Objective -
Count the lines in the records below that contain the string "granite", treating uppercase and lowercase letters as different, and reply with only that number.
— start Materials provided —
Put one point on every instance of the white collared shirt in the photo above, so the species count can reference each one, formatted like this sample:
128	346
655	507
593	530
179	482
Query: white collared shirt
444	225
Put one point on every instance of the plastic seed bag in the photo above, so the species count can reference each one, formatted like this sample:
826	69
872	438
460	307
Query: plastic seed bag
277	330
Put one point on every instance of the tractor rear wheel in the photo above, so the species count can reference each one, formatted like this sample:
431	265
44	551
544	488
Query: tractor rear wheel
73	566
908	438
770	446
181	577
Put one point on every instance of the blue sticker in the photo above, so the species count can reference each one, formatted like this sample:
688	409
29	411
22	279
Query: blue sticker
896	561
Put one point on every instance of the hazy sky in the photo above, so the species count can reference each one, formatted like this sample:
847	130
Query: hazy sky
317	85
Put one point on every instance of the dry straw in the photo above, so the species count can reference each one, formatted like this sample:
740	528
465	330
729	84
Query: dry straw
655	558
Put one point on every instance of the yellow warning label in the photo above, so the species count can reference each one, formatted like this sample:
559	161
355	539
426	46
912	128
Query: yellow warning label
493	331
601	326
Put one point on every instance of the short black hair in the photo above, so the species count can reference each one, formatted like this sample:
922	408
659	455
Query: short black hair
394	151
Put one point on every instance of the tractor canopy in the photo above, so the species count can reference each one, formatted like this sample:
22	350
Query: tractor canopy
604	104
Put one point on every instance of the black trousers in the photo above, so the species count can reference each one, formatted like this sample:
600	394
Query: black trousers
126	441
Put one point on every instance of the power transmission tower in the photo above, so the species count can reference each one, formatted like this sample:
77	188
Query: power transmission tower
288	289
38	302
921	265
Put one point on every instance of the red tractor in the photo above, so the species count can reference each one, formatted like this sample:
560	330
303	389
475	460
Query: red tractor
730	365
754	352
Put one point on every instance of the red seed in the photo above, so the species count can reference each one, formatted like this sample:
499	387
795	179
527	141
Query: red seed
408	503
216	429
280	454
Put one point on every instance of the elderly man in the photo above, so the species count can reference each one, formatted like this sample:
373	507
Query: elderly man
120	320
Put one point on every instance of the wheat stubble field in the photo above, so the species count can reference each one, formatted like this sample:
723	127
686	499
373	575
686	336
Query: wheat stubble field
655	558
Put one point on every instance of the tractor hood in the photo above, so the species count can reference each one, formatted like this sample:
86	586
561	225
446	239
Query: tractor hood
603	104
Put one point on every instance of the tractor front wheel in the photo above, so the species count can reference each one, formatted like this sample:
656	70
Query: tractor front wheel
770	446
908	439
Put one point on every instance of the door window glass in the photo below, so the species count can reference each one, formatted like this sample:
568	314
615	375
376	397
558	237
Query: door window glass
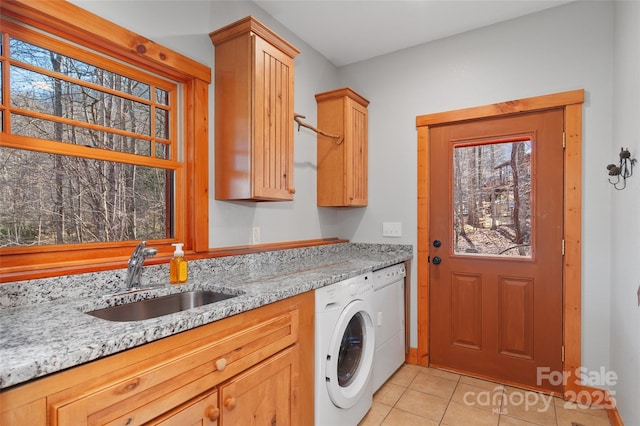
492	193
351	349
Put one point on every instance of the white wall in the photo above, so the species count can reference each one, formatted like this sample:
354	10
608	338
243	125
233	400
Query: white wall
625	225
565	48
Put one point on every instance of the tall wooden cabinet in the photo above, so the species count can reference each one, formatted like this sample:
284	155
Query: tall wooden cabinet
342	167
253	113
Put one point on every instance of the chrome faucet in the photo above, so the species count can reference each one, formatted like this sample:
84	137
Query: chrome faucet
136	261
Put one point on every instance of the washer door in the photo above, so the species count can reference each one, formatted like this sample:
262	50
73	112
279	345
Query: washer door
350	357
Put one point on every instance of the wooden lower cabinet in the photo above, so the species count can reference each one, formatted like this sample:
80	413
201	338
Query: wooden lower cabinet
203	410
252	368
265	395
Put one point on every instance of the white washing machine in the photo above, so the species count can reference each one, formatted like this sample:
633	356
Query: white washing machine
344	339
389	320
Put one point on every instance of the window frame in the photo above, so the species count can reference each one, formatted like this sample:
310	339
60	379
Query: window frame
76	25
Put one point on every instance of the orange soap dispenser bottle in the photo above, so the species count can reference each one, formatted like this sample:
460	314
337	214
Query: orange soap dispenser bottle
178	272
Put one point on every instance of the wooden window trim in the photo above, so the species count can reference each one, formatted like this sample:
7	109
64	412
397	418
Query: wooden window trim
77	25
572	215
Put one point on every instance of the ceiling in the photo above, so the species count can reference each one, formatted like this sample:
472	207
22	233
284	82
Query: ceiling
349	31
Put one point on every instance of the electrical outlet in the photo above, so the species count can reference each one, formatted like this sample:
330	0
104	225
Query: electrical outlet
392	229
255	235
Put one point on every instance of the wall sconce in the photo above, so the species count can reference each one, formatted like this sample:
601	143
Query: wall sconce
623	170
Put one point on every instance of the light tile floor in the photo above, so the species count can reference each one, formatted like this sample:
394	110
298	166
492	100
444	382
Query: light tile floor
422	396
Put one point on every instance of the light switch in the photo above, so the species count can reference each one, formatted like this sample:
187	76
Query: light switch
392	229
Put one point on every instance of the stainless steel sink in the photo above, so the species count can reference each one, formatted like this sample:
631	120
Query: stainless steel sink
164	305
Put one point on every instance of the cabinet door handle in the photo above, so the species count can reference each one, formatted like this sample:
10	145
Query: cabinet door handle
230	403
212	413
221	364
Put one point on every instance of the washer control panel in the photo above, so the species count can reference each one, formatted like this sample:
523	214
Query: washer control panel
352	288
389	275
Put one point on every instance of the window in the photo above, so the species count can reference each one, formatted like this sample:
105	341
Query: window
97	150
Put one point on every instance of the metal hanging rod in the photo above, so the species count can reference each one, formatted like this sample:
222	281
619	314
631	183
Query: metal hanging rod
298	119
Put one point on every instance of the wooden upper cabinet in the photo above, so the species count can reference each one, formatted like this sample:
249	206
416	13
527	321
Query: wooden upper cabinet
253	113
342	166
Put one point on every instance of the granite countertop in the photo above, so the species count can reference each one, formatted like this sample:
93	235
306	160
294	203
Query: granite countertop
44	328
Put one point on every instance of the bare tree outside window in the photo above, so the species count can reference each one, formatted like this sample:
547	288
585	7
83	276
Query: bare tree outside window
492	199
51	195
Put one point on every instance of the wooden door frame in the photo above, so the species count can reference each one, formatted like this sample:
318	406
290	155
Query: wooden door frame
571	102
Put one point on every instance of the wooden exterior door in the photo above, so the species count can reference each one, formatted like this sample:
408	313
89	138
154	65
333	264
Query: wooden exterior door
496	212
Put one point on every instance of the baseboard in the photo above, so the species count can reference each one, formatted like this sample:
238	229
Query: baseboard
412	356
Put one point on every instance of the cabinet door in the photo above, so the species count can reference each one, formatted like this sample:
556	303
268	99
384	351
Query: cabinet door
200	411
264	395
272	154
356	128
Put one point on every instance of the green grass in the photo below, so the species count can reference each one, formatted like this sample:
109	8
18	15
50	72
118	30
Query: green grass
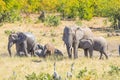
16	68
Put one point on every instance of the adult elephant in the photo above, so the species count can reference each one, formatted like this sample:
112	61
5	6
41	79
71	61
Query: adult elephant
72	36
24	41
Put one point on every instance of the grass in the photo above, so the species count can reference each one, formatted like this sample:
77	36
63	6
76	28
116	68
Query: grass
16	68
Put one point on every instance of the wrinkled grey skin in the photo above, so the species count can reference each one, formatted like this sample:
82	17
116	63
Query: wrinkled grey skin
87	45
98	44
39	50
25	43
72	36
49	49
58	52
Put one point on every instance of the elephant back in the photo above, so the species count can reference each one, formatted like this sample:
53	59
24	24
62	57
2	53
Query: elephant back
30	38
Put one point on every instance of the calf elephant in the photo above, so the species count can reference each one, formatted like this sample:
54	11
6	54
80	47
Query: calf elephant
72	36
49	49
24	41
97	44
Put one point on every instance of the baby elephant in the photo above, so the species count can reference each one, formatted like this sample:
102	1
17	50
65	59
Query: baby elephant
39	50
97	44
49	49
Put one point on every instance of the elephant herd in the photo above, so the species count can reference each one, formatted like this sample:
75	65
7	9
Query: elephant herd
73	37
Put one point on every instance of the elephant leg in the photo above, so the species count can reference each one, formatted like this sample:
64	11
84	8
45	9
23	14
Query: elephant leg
100	55
91	53
18	49
75	51
69	50
105	54
85	53
25	48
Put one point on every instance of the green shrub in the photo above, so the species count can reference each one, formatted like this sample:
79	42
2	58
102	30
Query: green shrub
41	76
52	21
7	32
85	74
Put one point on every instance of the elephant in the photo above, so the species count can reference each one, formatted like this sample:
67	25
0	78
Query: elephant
72	36
39	50
86	45
24	41
119	50
49	49
97	44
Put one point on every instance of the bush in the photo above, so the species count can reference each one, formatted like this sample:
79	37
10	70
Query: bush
52	21
41	76
7	32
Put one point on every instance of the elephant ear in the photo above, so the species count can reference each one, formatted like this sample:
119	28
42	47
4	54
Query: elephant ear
21	37
79	34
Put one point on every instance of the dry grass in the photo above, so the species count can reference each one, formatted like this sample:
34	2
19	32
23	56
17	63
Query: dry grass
23	66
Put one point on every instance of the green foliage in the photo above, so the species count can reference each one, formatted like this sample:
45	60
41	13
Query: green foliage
87	75
7	32
52	21
41	76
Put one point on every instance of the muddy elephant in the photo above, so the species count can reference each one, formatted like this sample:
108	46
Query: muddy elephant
39	50
49	49
72	36
97	44
24	41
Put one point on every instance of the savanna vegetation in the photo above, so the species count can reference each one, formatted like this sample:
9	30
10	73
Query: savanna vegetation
24	15
13	10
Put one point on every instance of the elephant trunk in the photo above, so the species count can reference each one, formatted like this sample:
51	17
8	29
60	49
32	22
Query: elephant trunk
9	47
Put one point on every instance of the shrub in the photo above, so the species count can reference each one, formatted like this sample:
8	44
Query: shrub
7	32
52	21
114	70
87	75
41	76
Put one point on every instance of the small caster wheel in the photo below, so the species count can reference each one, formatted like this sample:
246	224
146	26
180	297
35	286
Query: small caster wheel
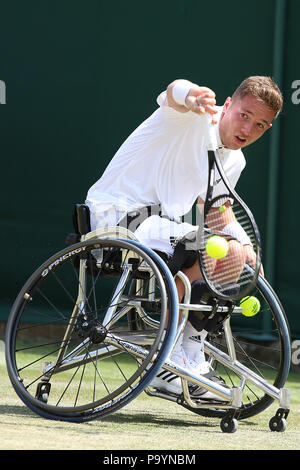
228	425
278	425
42	391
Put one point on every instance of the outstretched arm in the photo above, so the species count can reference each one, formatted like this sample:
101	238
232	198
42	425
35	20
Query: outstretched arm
184	96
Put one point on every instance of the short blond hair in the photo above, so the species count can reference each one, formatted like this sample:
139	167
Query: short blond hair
263	88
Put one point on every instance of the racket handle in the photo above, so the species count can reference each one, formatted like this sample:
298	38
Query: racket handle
210	132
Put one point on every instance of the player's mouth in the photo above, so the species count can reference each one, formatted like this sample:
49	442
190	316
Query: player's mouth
240	140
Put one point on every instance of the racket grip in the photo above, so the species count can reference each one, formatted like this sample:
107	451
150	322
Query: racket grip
210	132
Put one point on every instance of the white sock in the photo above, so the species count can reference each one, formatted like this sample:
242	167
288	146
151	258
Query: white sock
193	341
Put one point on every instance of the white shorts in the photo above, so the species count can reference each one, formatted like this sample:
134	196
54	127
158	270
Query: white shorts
162	234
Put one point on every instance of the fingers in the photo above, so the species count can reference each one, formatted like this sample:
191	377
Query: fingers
203	103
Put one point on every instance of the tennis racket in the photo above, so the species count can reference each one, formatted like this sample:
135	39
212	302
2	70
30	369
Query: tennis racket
227	277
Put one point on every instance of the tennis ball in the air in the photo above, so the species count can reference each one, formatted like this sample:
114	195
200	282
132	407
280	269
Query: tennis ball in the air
250	306
217	247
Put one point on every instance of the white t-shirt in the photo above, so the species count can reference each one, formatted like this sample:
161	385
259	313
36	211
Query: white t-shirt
164	161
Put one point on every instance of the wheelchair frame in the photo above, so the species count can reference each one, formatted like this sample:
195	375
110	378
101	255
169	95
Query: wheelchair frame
230	398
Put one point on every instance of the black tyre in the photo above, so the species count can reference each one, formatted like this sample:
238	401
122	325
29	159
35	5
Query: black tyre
69	351
266	352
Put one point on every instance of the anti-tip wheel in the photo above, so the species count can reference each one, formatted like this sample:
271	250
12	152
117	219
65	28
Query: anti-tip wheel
278	425
228	425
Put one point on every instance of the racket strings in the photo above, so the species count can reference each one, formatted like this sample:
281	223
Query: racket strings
229	270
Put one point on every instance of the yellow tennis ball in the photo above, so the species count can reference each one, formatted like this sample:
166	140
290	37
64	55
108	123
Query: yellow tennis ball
250	306
217	247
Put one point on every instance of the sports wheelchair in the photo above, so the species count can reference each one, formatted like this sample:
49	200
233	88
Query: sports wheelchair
95	323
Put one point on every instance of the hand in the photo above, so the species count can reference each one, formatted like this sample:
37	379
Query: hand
201	100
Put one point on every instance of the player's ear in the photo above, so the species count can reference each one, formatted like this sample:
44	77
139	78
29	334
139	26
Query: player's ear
226	105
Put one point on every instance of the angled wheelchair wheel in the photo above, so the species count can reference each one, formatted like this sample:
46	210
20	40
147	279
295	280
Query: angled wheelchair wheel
262	344
70	352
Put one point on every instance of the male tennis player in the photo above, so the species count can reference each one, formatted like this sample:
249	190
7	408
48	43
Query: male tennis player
161	170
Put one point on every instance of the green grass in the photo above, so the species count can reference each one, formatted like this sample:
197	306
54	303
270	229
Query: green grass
146	423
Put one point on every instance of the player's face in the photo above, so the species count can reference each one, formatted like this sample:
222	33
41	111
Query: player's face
243	121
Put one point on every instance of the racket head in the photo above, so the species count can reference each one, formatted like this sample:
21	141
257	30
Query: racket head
228	277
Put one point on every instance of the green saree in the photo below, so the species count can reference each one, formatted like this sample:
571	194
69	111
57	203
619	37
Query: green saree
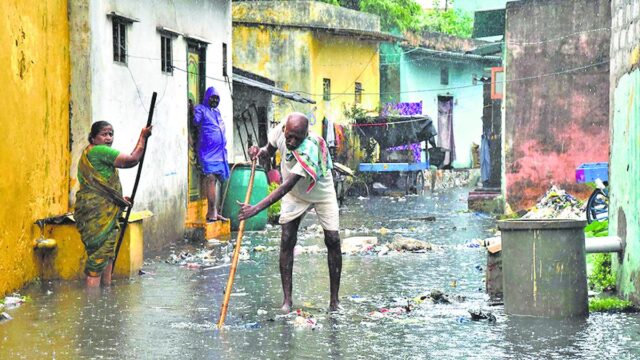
— end Materials provided —
Answer for this exercise -
2